**What you will do**
Copy out each line of the listing below in which the string "handle" occurs.

------------------------------

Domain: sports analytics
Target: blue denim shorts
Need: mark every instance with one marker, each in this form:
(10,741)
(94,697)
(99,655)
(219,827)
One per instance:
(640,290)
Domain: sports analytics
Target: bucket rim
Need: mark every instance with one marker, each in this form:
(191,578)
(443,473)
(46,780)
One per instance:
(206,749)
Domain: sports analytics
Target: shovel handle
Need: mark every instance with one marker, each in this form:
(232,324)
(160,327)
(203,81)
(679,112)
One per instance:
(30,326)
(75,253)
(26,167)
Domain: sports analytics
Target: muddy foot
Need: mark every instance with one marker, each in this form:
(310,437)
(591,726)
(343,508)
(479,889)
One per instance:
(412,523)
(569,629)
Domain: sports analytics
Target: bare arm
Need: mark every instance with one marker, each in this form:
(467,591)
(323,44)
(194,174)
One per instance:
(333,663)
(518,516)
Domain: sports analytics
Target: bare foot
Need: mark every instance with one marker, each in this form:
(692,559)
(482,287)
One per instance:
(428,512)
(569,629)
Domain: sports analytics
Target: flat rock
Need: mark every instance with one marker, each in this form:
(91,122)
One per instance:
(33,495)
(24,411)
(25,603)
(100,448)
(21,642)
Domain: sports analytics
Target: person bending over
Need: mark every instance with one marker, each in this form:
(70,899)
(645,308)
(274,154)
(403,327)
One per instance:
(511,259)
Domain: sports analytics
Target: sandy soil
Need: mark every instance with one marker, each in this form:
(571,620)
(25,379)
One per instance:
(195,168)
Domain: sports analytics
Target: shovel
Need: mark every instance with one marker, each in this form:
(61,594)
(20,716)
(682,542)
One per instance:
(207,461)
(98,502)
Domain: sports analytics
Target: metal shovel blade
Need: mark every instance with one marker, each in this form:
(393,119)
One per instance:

------------------------------

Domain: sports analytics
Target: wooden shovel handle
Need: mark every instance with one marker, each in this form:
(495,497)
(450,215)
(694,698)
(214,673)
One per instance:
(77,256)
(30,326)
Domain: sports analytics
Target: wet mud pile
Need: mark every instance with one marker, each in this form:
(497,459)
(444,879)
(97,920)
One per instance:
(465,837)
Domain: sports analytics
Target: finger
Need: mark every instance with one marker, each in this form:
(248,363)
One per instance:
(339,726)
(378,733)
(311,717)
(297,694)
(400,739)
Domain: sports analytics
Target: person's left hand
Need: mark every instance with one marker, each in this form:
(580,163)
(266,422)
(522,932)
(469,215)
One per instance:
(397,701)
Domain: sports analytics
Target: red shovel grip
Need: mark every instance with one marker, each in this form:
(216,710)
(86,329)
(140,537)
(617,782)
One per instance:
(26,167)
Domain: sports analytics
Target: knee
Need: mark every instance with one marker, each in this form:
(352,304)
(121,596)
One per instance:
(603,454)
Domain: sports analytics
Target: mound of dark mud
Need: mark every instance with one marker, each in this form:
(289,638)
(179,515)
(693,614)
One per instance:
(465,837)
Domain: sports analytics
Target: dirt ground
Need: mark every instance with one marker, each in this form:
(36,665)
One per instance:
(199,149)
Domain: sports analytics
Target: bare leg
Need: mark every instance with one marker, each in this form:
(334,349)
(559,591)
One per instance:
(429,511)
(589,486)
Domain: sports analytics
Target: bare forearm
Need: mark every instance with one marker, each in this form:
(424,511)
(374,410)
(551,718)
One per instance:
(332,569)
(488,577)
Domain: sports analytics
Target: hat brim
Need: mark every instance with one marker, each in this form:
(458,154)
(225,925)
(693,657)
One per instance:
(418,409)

------------------------------

**Result of this task**
Target: shovel handle
Target: wooden shovel handle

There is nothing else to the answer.